» EXCERPT TO READ
• • •
These days, floating around every large corporation, institution and government is the notion that they need to Go Green, whatever that may be. My guess is that the committee that handles Florida's rest stops was tasked to implement such a policy, and that this was the best they could come up with. There's no Florida law or regulation mandating this, so all that comes of it is signs behind garbage cans and a checkbox checked that says their making progress toward their Green goals.

In the best case scenario having hung the signs, they'll just forget them. Then again, should Prius owners notice SUVs parking in their preferred spots no doubt complaints will fly. What then? Will laws and regulations spring from the momentum of an ill-conceived bit of ersatz rule making that the public never knew about, that was never voted on, and that was never approved by the public? Sadly, probably so.

With the unfortunate Roberts' decision on Obamacare agencies, departments, divisions, committees and working groups are being assembled. Policies, mission statements and memos of all stripes are being written and sent hither and yon through the new bureaucracies. Stupid ideas, like the sign above, will multiply and gain a life of their own.
• • •
» DATA ROWS
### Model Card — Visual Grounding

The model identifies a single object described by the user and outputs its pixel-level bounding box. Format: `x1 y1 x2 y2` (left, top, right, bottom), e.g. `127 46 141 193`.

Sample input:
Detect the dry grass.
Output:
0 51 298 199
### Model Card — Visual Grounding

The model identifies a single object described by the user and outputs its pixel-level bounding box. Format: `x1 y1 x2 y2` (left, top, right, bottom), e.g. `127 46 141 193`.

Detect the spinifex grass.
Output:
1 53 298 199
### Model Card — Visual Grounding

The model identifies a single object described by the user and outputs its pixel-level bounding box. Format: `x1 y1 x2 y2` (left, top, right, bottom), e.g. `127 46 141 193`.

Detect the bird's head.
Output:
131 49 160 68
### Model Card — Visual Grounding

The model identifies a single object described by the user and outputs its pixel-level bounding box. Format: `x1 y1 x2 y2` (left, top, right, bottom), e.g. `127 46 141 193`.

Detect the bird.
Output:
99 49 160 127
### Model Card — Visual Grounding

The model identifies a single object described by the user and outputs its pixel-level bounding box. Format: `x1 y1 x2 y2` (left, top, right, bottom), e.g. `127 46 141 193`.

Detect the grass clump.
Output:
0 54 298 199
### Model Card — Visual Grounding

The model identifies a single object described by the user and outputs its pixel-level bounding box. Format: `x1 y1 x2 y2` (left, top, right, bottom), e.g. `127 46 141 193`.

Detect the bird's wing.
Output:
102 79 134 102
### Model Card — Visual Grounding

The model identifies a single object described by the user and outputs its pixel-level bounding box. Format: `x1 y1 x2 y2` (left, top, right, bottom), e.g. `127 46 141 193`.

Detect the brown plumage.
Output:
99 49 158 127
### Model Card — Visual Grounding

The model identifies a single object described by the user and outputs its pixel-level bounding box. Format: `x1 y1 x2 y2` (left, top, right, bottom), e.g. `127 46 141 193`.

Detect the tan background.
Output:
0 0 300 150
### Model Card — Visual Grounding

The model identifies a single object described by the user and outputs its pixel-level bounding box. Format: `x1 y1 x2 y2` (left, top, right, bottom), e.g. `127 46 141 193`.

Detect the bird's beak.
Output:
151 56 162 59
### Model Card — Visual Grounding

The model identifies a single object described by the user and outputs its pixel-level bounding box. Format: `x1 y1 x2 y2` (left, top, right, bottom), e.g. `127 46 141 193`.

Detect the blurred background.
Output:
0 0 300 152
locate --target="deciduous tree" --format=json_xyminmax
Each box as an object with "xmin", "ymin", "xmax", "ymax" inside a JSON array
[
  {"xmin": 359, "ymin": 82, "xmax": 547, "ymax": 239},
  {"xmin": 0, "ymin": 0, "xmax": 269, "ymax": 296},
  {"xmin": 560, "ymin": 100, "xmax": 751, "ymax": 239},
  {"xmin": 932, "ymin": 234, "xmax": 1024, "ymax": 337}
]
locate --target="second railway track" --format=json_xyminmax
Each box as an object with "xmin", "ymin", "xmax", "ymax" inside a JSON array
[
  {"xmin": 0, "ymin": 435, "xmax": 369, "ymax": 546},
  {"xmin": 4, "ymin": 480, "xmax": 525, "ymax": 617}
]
• • •
» REQUIRED ACTIONS
1. List every kind of body that the piece about Florida's rest stops says is being assembled after the Roberts decision.
2. According to the piece about Florida's rest stops, what is the only thing that comes of the rest stop policy?
3. Continue the piece about Florida's rest stops from its final sentence.

» WRITTEN ANSWERS
1. agencies, departments, divisions, committees, working groups

2. Signs behind garbage cans and a checked checkbox showing progress toward the Green goals.

3.
When you ask why an absurd rule is being enforced you'll be told because it is on the books. When you asked who wrote it, you'll get no answer, unless you want to follow a maze of phonecalls from desk to desk that ultimately lead no where.

To me that's the real shame of Roberts' decision. Even if if the Republicans get control of the House, Senate and Presidency and cut-off funding to these damn groups some of them will dodge the bullet and continue to grind away in whatever corner that they've drifted off to. That's the problem with big government, these countless people fidgeting with their cell phones in meetings while they come up with half-baked ideas to answer problems posed by memos that came from who knows where.

And in the end of the day there's a sign behind some garbage cans solving a problem that doesn't exist and that's just begging to turn into a festering boil of nanny-statism. Big government is still the root problem.